Conference a catalyst for discussion on risks facing APAC insurance industry, says regional chief executive

An event being held in Australia this week will focus on managing a variety of risks to enable profitable growth in the insurance industry, according to Aon Benfield Asia Pacific chief executive Malcolm Steingold (pictured).

More than 350 delegates are now on the Gold Coast for Aon Benfield’s Hazards Conference, which has as its theme “Think Outside the Risk”. They will be challenged to consider innovative ways of measuring and mitigating the complex sources of risk facing insurers today.

Steingold said that the conference was “a catalyst for discussion on the nature of risks facing the insurance industry in our region of Asia Pacific”. “Understanding the change in demographics and economic drivers is critical when considering new insurance and reinsurance opportunities and planning how to manage that risk to enable profitable growth,” he said. “Moving forward, effective risk management will entail a combination of advanced modelling tools and qualitative processes to identify risks not properly reflected in quantitative analysis.”

Aon Benfield’s chief strategy officer and chairman of its analytics and investment banking divisions, Bryon Ehrhart, is opening the conference with a discussion on the emerging global trends affecting insurance markets. He will discuss the business drivers and influences that are now changing key segments of the global insurance markets, such as automotive safety, catastrophic corporate liability, changing governmental roles, longevity and urbanisation.

▶ [INFORMATION GIVEN]:

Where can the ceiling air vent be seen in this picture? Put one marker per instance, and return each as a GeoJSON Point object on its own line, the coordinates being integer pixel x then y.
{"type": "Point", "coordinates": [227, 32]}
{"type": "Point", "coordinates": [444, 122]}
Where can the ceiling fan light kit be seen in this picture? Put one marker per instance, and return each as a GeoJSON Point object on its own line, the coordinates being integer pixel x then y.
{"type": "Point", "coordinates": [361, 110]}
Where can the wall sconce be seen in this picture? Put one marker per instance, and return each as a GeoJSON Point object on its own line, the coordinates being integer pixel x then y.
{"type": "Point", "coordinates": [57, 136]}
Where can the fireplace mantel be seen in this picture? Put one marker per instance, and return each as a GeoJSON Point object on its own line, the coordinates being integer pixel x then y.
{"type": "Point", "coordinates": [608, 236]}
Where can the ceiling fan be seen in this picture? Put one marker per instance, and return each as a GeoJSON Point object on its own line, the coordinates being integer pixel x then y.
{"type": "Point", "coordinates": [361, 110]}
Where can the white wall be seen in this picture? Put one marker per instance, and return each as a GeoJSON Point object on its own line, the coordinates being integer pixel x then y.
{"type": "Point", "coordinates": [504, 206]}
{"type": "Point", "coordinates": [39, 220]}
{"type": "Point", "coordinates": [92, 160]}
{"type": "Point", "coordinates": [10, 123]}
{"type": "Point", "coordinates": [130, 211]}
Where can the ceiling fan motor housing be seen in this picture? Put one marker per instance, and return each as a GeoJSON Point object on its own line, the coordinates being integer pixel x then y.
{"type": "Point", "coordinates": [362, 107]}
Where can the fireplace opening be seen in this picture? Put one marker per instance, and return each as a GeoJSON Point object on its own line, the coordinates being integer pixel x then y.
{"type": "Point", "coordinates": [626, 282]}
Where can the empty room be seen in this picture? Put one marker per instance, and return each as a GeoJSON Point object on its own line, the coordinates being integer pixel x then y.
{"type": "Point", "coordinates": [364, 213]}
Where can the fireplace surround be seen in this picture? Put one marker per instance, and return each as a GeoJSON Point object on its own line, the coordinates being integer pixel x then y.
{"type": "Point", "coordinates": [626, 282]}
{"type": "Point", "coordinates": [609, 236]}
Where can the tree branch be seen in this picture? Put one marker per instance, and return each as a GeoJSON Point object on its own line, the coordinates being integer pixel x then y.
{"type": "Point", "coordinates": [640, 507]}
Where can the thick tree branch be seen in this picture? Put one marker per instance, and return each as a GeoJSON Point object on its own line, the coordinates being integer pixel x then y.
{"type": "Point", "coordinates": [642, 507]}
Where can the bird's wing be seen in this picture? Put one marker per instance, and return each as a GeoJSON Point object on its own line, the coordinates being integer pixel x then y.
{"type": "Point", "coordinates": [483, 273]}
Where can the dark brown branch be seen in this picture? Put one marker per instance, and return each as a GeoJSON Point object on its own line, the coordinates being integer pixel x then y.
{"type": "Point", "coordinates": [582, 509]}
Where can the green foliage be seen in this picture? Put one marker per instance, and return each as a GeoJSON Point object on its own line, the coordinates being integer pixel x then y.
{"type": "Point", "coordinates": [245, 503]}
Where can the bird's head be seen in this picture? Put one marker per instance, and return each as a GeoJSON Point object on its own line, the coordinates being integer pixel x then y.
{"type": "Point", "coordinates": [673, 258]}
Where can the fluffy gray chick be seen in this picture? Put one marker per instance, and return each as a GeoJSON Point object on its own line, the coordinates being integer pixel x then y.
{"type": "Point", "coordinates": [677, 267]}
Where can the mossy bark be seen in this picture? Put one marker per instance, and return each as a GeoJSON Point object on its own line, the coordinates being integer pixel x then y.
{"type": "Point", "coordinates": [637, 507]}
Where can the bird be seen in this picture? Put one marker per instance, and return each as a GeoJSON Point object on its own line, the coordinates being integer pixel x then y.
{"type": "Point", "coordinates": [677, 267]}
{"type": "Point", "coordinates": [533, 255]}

▶ [TASK ITEM A]:
Answer these from the Aon Benfield Hazards Conference article:
(i) How many delegates are on the Gold Coast for the conference?
(ii) What is the conference's theme?
(iii) Who is opening the conference?
▶ [TASK ITEM B]:
Pick up the Aon Benfield Hazards Conference article after its final sentence and write the next paragraph.

▶ [FINAL ANSWER A]:
(i) More than 350
(ii) "Think Outside the Risk"
(iii) Bryon Ehrhart, Aon Benfield's chief strategy officer and chairman of its analytics and investment banking divisions

▶ [FINAL ANSWER B]:
Other conference topics include the impact of low-probability, high-consequence events such as geomagnetic storms and pandemics; enterprise risk management for extreme events; and the consequences of a massive volcanic eruption.

The conference host is president of Aon Benfield Asia Pacific and chief executive of Aon Benfield Australia and New Zealand, Robert De Souza. He said that several events had surprised risk managers in recent years. “Some of these events exposed limitations in modelling capabilities, such as the Thailand floods, while others have been driven by rapidly changing technology, such as cybercrime,” he said. “Many new types of risk are arising from the combination of traditional perils like earthquakes with our increasingly technological and interdependent society.

“The 2011 Japan earthquake is an example that triggered a series of secondary effects which generated losses in ways few imagined before the event.”